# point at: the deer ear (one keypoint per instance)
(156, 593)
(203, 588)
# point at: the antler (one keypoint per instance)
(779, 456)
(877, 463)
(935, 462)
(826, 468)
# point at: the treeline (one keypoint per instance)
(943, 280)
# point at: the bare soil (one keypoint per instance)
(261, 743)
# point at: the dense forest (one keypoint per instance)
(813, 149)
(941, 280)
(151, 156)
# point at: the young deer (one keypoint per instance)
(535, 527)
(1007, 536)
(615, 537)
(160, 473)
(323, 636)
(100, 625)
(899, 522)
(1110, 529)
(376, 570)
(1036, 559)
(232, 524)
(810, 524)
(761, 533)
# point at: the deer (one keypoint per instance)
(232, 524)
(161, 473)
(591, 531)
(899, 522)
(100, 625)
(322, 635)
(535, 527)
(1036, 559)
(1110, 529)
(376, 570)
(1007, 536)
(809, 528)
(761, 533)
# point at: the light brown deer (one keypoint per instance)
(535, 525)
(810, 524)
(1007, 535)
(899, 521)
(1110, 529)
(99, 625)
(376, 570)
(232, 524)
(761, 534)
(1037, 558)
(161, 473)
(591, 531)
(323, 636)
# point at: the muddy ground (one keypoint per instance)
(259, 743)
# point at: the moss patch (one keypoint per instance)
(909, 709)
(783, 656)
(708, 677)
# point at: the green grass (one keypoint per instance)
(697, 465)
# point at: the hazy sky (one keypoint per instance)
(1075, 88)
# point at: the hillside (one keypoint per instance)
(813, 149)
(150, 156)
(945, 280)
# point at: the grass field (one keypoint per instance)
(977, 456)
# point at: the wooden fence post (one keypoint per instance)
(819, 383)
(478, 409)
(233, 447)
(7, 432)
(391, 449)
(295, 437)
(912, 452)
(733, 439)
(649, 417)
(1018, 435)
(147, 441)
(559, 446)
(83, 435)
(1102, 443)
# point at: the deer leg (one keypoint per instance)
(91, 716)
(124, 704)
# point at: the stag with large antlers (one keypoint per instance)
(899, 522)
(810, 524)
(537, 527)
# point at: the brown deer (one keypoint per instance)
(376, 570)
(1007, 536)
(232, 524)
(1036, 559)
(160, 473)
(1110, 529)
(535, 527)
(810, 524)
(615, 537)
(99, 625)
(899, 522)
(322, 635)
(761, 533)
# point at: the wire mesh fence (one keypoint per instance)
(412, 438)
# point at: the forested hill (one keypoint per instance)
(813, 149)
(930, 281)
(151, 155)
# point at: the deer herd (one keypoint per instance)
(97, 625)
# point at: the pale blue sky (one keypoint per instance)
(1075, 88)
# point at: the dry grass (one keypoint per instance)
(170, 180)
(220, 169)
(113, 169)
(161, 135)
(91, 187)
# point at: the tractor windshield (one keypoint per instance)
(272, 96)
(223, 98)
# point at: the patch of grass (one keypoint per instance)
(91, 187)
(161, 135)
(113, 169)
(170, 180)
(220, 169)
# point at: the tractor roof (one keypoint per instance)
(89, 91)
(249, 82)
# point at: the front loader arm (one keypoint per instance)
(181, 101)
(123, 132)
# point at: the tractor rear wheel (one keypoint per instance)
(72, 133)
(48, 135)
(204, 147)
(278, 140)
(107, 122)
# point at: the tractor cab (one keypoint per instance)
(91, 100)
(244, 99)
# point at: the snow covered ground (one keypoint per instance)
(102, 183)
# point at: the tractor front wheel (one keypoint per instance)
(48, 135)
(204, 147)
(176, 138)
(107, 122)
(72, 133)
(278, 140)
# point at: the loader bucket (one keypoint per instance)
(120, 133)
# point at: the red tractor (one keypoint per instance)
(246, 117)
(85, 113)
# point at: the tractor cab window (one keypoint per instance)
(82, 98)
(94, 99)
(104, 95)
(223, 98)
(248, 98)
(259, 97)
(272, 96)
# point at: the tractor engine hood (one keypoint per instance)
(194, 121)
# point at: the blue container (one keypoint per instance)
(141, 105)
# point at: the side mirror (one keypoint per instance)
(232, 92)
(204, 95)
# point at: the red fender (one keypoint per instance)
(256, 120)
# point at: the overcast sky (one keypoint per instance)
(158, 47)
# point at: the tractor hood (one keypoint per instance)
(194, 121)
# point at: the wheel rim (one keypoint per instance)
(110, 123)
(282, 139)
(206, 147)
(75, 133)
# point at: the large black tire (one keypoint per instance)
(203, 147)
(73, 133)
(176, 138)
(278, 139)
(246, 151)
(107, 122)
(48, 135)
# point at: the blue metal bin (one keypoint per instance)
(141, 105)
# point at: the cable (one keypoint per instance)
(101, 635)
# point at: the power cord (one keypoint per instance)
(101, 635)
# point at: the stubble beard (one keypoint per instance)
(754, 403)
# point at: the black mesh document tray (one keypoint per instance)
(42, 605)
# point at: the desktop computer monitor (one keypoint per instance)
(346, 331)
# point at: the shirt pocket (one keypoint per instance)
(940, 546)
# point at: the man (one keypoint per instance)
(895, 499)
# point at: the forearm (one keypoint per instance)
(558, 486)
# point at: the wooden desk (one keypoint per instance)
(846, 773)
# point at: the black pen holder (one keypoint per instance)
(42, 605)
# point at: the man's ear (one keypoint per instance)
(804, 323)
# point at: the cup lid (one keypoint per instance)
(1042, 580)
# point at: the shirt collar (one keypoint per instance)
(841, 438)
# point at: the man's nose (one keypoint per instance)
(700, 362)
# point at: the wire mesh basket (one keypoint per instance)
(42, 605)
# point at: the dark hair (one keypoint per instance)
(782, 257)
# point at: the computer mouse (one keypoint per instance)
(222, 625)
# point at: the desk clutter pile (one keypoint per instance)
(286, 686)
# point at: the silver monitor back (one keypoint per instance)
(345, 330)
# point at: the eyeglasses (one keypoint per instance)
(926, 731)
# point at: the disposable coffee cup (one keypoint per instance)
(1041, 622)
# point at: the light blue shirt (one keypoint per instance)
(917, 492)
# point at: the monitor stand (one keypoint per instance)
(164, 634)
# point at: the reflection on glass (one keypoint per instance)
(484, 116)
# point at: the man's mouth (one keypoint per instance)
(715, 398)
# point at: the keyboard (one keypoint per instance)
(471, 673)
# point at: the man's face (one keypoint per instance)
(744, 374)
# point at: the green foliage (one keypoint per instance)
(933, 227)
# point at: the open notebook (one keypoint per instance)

□ □ □

> [What is being asked]: Start at the first line of the material and write everything out exactly.

> [Completed exercise]:
# point at: the deer ear (one keypoint per instance)
(156, 593)
(203, 588)
# point at: the antler (one keypoint per instance)
(779, 456)
(877, 463)
(935, 462)
(826, 468)
# point at: the treeline (one keypoint per instance)
(943, 280)
# point at: the bare soil (one keypoint per instance)
(261, 743)
# point at: the dense forest (one keypoint per instance)
(813, 149)
(941, 280)
(151, 156)
# point at: the young deer (one keypoint per instance)
(535, 527)
(1007, 536)
(615, 537)
(160, 473)
(323, 636)
(100, 625)
(899, 522)
(1110, 529)
(376, 570)
(1036, 559)
(232, 524)
(810, 524)
(761, 533)
# point at: the deer (one keypoint per instance)
(232, 524)
(161, 473)
(591, 531)
(899, 522)
(100, 625)
(322, 635)
(535, 527)
(1036, 559)
(1110, 529)
(376, 570)
(1007, 536)
(809, 528)
(761, 533)
# point at: the light brown deer (one keypoint per instance)
(535, 525)
(810, 524)
(1007, 535)
(899, 521)
(1110, 529)
(99, 625)
(376, 570)
(232, 524)
(761, 534)
(1037, 558)
(161, 473)
(591, 531)
(323, 636)
# point at: the muddy ground (one keypoint per instance)
(259, 743)
# point at: the moss patch (one keypoint per instance)
(909, 709)
(783, 656)
(708, 677)
# point at: the green grass (one keypoint per instance)
(697, 465)
# point at: the hazy sky (one keypoint per instance)
(1075, 88)
# point at: the hillside (one keypoint per instance)
(813, 149)
(150, 156)
(945, 280)
# point at: the grass field (one keypoint per instance)
(977, 456)
# point at: the wooden fence post (one keypoint per instance)
(819, 383)
(478, 409)
(233, 447)
(7, 432)
(391, 449)
(295, 437)
(912, 452)
(733, 439)
(649, 417)
(1018, 435)
(147, 441)
(559, 446)
(83, 435)
(1102, 443)
# point at: the deer leg (one keypoint per instance)
(91, 716)
(124, 704)
# point at: the stag with large antlers (one keypoint per instance)
(899, 522)
(810, 524)
(537, 527)
# point at: the brown deer (one keypoint per instance)
(376, 570)
(1007, 536)
(232, 524)
(1036, 559)
(160, 473)
(1110, 529)
(535, 527)
(810, 524)
(615, 537)
(99, 625)
(899, 522)
(322, 635)
(761, 533)
# point at: the wire mesh fence (one keypoint per instance)
(412, 438)
# point at: the forested hill (one keypoint per instance)
(813, 149)
(930, 281)
(151, 155)
# point at: the deer herd (one keypoint per instance)
(97, 625)
# point at: the pale blue sky (one keypoint per instance)
(1075, 88)
# point at: the dry grass (one keypoint per instance)
(170, 180)
(220, 169)
(113, 169)
(161, 135)
(91, 187)
# point at: the tractor windshield (one keypoint per instance)
(272, 96)
(223, 98)
# point at: the patch of grass (one keypoint per instance)
(91, 187)
(161, 135)
(113, 169)
(170, 180)
(220, 169)
# point at: the tractor roof (one keypoint per instance)
(89, 91)
(249, 82)
# point at: the front loader arm (one keypoint per instance)
(181, 101)
(123, 132)
# point at: the tractor rear wheel (one keypoint per instance)
(72, 133)
(48, 135)
(204, 147)
(278, 140)
(107, 122)
# point at: the tractor cab (one keypoint per instance)
(91, 100)
(244, 99)
# point at: the snow covered ground (one keypoint per instance)
(102, 183)
# point at: the tractor front wheel (one keypoint per instance)
(48, 135)
(204, 147)
(176, 138)
(107, 122)
(72, 133)
(278, 140)
# point at: the loader bucket (one keypoint per instance)
(120, 133)
# point at: the red tractor (one keypoint per instance)
(246, 117)
(85, 113)
# point at: the tractor cab window (one keypoint per instance)
(82, 98)
(94, 99)
(104, 95)
(223, 98)
(248, 98)
(259, 97)
(272, 96)
# point at: the tractor engine hood (one keypoint per instance)
(194, 121)
# point at: the blue container (one keypoint per instance)
(141, 105)
# point at: the side mirror (one keypoint per instance)
(232, 92)
(204, 95)
# point at: the red fender (one keypoint per instance)
(256, 120)
# point at: the overcast sky (one keypoint per instance)
(158, 47)
# point at: the tractor hood (one keypoint per instance)
(194, 121)
# point at: the wheel rim (one keypoint per instance)
(110, 123)
(282, 139)
(206, 147)
(75, 133)
# point at: the large black tire (one keypoint per instance)
(203, 147)
(73, 133)
(176, 138)
(278, 139)
(246, 151)
(107, 122)
(48, 135)
# point at: the blue metal bin (one keypoint per instance)
(141, 105)
# point at: the cable (one keypoint per instance)
(101, 635)
# point at: the power cord (one keypoint per instance)
(101, 635)
# point at: the stubble beard (one keypoint per instance)
(754, 403)
# point at: the black mesh document tray (one keypoint per instance)
(42, 605)
# point at: the desktop computer monitor (one keypoint per instance)
(346, 331)
# point at: the shirt pocket (one keypoint per instance)
(940, 546)
# point at: the man (one keypoint per instance)
(895, 499)
# point at: the forearm (one keypoint per instance)
(558, 486)
# point at: the wooden desk (one keypoint per instance)
(846, 773)
# point at: the black pen holder (one keypoint per instance)
(42, 605)
# point at: the man's ear (one keypoint per instance)
(804, 323)
# point at: the cup lid (one keypoint per instance)
(1042, 580)
# point at: the shirt collar (one keypoint per instance)
(841, 438)
# point at: the man's nose (one keypoint per instance)
(700, 362)
# point at: the wire mesh basket (one keypoint per instance)
(42, 605)
# point at: the dark hair (one keypoint per instance)
(782, 257)
# point at: the computer mouse (one keypoint per instance)
(222, 625)
# point at: the desk clutter pile (one keypoint per instance)
(286, 686)
# point at: the silver monitor back (one keypoint per instance)
(345, 330)
# point at: the eyeglasses (one keypoint per instance)
(926, 731)
# point at: the disposable coffee cup (one keypoint per instance)
(1041, 622)
# point at: the light blue shirt (one keypoint per instance)
(917, 492)
# point at: the monitor stand (one keypoint per instance)
(164, 634)
# point at: the reflection on glass (one keypoint per instance)
(484, 116)
# point at: the man's mouth (one keypoint per instance)
(715, 398)
# point at: the keyboard (one keypoint per instance)
(471, 673)
# point at: the man's face (one keypoint per instance)
(744, 374)
# point at: the green foliage (one keypoint per instance)
(933, 227)
# point at: the open notebook (one keypoint per instance)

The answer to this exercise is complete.